→ Exercise requirements:
Every line holding the string "castle" should be copied out of the listing.

→ Material shown:
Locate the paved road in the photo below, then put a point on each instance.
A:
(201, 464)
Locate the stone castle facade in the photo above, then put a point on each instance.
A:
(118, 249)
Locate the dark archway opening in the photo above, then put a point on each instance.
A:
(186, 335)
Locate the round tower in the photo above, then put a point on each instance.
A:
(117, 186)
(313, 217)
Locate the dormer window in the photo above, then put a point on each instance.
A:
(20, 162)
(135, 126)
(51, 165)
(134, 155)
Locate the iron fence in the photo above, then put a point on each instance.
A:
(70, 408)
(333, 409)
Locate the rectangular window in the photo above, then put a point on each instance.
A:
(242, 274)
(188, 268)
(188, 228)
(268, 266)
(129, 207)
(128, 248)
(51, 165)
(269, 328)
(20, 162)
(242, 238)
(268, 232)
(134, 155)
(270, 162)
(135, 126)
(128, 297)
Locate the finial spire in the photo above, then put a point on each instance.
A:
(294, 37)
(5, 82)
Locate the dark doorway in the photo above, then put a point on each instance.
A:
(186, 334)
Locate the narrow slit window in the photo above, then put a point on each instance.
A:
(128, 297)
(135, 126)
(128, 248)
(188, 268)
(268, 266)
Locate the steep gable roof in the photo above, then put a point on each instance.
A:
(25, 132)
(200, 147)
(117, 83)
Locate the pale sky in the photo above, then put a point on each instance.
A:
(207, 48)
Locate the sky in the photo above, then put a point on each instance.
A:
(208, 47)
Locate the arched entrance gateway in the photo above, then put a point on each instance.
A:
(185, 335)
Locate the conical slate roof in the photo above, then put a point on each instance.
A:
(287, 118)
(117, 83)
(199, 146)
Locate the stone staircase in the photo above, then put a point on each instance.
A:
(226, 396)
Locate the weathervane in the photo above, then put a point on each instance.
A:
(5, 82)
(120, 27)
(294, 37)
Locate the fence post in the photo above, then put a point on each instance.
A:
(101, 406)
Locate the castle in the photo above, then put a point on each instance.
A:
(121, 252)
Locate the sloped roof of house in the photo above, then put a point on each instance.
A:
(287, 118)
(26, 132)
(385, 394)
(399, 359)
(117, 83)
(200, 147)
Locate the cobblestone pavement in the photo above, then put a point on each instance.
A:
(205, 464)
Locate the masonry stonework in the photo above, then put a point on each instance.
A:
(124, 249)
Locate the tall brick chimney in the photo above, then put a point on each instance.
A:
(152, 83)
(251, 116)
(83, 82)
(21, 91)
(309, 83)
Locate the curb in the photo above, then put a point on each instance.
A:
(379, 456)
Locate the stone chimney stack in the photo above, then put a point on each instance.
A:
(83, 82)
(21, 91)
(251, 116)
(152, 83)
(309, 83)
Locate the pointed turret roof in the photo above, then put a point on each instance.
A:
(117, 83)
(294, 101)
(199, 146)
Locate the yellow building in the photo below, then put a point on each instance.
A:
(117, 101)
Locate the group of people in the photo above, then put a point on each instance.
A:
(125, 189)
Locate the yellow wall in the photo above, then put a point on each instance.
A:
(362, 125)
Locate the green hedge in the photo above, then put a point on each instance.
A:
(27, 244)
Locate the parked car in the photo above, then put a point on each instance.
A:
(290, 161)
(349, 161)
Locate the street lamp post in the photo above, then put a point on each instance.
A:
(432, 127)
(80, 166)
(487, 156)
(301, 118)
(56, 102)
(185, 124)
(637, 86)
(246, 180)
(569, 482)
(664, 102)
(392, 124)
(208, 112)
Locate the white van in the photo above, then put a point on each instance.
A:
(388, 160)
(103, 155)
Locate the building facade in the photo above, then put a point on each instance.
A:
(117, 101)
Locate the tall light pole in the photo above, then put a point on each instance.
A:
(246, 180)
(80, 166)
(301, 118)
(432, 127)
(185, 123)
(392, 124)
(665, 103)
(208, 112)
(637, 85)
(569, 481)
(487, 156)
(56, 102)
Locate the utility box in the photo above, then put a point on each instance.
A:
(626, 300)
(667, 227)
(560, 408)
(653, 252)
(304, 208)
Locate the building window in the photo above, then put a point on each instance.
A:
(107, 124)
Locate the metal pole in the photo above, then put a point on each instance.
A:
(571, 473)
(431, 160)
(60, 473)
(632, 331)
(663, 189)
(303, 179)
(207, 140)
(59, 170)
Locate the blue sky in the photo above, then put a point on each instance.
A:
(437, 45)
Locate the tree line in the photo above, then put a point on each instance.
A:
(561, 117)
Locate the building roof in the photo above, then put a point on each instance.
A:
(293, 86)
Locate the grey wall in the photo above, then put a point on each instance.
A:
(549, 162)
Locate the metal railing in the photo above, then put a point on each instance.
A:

→ Written solution:
Locate the stone castle facade in the photo above, then put a point on each instance.
Locate the castle in the photo above, then put a point on each instance.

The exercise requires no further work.